:: MATERIAL SHOWN ::

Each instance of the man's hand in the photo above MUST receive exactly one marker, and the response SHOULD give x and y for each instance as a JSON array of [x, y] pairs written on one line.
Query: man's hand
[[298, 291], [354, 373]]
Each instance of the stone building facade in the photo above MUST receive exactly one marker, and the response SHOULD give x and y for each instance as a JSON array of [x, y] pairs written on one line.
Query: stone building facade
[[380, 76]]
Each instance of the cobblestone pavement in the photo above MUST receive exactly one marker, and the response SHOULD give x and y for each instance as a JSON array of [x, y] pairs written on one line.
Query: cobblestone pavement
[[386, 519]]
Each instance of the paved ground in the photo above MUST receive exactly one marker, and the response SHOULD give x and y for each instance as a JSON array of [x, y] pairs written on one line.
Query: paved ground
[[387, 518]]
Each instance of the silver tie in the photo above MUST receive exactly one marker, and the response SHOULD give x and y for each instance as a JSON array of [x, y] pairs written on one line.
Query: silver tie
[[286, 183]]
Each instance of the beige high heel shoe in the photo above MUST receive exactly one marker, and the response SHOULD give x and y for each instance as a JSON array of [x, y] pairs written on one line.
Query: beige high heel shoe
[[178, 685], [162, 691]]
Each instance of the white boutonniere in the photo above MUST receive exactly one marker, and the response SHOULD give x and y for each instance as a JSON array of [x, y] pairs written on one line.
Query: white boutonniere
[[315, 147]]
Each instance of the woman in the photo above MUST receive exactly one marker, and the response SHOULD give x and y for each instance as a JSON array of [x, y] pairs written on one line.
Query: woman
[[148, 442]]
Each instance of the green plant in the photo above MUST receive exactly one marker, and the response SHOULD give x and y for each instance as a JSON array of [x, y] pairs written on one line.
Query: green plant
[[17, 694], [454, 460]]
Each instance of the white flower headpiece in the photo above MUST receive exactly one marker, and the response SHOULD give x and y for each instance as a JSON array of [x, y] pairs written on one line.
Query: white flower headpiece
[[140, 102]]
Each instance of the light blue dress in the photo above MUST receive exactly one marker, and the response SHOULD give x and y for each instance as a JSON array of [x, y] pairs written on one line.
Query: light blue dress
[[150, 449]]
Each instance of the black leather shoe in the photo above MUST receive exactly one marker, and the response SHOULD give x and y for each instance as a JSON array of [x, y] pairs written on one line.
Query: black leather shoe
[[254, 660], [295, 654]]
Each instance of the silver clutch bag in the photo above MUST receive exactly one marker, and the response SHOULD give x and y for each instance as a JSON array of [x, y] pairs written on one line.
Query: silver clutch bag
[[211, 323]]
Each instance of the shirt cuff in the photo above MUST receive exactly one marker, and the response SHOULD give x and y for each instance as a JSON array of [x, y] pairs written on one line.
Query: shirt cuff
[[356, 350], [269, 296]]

:::

## WORK REQUEST
This exercise asks for an exact repeat of the lines from the one holding "Query: black leather shoe" through the end of the data above.

## RESULT FOR THIS TASK
Query: black leather shoe
[[254, 660], [295, 654]]
Each instance of the silver clutch bag in the photo above MUST receive exactly one marker, and the response SHOULD give x and y for each instance as a JSON array of [x, y] pairs written on one line.
Query: silver clutch bag
[[211, 323]]
Each instance of the shirt cuff in the photo above MUST receive exactly one marker, and the response SHOULD give x and y for each instance as a JSON array of [x, y] pairs written on one line.
Query: shirt cuff
[[356, 350], [269, 296]]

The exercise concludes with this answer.